A Novel Method for Non-Invasive Respiratory Function Assessment in Dogs with Brachycephalic Obstructive Airway Syndrome
Brachycephalic obstructive airway syndrome (BOAS) develops in a proportion of short-muzzled dogs, who suffer respiratory problems as a result of skull malformation. Current diagnostic methods for BOAS are subjective due to the wide range in type and severity of its clinical signs. Unrestrained whole-body barometric plethysmography (WBBP) is a method for quantitative measurement of ventilation, providing objective parameters to assess respiratory function.
Here we investigate the ability of WBBP measurements to distinguish, in French bulldogs, absence/minimal BOAS from moderate/severe BOAS.
Forty-two French bulldogs and twenty non-brachycephalic controls underwent a 30–minute WBBP test while unsedated and at rest. A clinical grading system for BOAS was used to grade each dog. Statistical analyses including quadratic discriminant analysis (QDA) were used to derive the best classifier for use of WBBP as a clinical test.

:::

According to the abstract on assessing respiratory function in dogs with BOAS, do these statements agree with it? (a) The study included twenty non-brachycephalic dogs as controls. (b) The dogs were sedated for the WBBP test. (c) Current diagnostic methods for BOAS are objective. Rely only on the text above.

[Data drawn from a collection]
:::

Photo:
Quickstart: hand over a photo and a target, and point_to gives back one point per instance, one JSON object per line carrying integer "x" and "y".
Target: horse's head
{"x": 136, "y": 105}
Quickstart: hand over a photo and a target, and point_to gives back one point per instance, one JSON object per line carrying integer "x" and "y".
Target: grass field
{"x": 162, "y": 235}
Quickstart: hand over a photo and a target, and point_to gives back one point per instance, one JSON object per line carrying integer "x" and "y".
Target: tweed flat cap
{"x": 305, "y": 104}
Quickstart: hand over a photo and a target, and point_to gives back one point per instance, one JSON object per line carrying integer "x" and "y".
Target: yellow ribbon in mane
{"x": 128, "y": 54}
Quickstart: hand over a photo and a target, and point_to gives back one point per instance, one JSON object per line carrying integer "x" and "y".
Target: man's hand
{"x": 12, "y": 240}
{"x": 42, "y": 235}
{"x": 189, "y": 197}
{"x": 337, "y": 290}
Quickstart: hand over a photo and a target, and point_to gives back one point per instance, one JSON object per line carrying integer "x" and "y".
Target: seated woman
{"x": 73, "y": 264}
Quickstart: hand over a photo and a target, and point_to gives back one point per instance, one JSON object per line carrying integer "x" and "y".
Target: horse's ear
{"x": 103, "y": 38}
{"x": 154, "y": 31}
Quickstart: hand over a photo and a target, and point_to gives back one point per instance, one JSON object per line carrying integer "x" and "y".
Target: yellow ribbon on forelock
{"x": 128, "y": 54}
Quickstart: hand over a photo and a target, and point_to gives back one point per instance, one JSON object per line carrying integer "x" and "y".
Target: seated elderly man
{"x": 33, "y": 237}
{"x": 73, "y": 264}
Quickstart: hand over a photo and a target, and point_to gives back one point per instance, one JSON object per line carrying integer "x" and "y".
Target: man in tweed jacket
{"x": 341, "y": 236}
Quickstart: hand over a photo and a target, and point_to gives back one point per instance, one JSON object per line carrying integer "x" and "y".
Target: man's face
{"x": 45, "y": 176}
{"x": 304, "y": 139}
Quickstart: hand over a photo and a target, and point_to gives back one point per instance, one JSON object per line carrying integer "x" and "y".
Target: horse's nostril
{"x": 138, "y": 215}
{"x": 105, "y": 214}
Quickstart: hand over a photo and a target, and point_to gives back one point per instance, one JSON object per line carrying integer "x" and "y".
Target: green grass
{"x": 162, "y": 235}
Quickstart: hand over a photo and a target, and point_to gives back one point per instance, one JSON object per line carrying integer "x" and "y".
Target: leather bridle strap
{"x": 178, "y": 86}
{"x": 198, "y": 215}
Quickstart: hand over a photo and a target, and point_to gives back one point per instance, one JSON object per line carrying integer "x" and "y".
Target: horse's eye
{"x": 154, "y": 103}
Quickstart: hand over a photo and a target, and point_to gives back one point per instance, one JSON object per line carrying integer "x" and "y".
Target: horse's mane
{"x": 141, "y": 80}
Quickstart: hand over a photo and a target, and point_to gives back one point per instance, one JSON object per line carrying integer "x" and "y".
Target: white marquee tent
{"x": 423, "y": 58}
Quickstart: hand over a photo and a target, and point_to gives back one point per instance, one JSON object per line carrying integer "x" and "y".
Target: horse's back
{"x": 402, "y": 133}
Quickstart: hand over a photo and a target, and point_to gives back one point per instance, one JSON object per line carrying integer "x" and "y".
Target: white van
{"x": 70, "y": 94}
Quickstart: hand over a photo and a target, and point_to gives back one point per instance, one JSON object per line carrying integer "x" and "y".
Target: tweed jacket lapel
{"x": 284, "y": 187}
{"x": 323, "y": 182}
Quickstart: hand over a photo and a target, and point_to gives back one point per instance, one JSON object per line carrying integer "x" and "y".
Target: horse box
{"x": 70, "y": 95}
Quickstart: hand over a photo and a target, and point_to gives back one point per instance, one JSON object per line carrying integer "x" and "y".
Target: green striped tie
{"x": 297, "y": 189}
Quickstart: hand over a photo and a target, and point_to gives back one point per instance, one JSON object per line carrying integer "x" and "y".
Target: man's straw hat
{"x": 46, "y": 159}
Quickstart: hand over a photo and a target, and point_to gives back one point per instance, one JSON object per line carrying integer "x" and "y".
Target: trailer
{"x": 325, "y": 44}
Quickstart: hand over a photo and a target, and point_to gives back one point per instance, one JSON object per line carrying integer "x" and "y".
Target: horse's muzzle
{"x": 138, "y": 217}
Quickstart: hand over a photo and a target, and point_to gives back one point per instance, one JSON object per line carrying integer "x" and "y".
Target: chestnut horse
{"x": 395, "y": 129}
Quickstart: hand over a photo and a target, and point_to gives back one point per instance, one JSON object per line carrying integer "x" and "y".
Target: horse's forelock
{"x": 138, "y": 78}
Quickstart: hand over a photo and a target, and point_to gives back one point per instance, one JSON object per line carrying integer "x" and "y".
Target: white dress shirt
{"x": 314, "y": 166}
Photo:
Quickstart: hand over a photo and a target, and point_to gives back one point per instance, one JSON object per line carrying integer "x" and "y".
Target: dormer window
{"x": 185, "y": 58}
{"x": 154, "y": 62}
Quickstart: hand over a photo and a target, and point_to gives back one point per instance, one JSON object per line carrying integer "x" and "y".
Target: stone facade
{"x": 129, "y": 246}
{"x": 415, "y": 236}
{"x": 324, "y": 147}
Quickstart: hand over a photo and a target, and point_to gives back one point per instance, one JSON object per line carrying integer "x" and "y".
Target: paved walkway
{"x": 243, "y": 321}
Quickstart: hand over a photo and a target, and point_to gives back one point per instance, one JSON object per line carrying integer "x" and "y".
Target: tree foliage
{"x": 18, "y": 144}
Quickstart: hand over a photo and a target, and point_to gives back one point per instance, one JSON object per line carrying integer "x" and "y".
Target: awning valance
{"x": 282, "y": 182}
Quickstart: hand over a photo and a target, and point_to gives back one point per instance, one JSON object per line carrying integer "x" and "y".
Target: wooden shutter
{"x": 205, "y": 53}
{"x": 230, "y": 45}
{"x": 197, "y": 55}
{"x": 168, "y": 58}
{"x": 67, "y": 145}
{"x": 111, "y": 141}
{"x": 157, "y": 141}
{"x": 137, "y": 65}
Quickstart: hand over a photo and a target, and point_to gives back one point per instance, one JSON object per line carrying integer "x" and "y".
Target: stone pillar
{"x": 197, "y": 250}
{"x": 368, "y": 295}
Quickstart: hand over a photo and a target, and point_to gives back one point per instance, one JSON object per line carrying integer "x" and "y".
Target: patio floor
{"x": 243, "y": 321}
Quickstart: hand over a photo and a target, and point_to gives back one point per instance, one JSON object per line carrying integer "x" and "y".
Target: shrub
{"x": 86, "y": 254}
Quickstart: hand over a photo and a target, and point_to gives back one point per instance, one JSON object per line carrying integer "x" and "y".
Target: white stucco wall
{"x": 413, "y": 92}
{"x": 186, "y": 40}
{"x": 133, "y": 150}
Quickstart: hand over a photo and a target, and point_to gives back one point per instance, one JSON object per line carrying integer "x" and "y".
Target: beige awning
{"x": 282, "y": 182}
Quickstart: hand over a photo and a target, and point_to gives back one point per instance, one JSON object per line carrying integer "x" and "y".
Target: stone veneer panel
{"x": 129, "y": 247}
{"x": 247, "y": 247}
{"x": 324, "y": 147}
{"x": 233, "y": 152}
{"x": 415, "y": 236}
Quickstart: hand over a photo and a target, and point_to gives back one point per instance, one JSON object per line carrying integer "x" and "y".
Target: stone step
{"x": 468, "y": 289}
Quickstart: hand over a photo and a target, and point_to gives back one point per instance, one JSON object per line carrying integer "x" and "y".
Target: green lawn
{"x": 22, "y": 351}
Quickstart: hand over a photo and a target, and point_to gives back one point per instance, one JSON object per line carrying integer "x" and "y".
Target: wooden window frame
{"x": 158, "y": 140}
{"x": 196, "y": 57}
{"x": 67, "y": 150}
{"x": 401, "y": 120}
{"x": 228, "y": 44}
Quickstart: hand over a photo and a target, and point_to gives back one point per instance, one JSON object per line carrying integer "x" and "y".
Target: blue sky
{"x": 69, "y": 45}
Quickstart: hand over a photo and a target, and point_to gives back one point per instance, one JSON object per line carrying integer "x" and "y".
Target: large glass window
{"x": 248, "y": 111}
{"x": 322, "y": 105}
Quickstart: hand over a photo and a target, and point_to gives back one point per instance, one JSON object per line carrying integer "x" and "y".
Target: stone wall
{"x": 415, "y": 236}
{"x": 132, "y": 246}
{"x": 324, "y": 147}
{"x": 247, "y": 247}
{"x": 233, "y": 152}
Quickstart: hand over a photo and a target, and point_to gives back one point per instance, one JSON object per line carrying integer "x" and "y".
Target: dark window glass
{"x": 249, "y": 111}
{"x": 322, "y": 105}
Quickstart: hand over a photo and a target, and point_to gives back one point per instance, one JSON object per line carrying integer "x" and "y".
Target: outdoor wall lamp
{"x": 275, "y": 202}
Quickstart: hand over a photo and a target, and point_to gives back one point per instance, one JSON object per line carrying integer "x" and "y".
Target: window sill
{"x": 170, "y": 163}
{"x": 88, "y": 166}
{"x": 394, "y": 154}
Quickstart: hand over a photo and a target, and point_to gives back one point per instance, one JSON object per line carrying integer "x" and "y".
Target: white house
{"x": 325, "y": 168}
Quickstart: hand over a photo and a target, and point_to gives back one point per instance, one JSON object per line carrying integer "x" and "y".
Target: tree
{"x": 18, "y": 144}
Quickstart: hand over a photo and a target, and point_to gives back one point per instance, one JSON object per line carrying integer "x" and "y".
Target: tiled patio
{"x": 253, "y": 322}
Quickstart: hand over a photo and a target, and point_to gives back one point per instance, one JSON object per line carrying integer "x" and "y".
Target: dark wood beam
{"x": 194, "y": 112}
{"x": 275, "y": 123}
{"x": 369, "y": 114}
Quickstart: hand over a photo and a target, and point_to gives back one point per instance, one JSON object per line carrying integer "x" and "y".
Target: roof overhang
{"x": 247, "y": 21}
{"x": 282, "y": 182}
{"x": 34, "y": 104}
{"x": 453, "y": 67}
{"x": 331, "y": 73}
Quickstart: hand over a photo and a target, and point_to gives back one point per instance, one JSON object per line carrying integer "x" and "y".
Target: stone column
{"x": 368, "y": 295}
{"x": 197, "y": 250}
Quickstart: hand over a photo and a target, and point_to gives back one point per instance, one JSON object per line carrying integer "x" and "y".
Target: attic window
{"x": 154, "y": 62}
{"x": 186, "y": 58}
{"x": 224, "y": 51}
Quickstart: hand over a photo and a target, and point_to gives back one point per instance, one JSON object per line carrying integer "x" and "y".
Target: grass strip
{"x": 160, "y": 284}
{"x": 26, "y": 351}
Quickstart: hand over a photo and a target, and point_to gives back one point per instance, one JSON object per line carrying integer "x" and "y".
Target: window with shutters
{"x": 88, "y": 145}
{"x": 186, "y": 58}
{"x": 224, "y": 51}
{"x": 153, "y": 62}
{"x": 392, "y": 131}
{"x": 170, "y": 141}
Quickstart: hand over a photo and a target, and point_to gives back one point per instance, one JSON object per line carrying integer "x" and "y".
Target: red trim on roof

:::

ANSWER TO THE EXERCISE:
(a) Yes: "twenty non-brachycephalic controls"
(b) No: "while unsedated and at rest"
(c) No: "Current diagnostic methods for BOAS are subjective"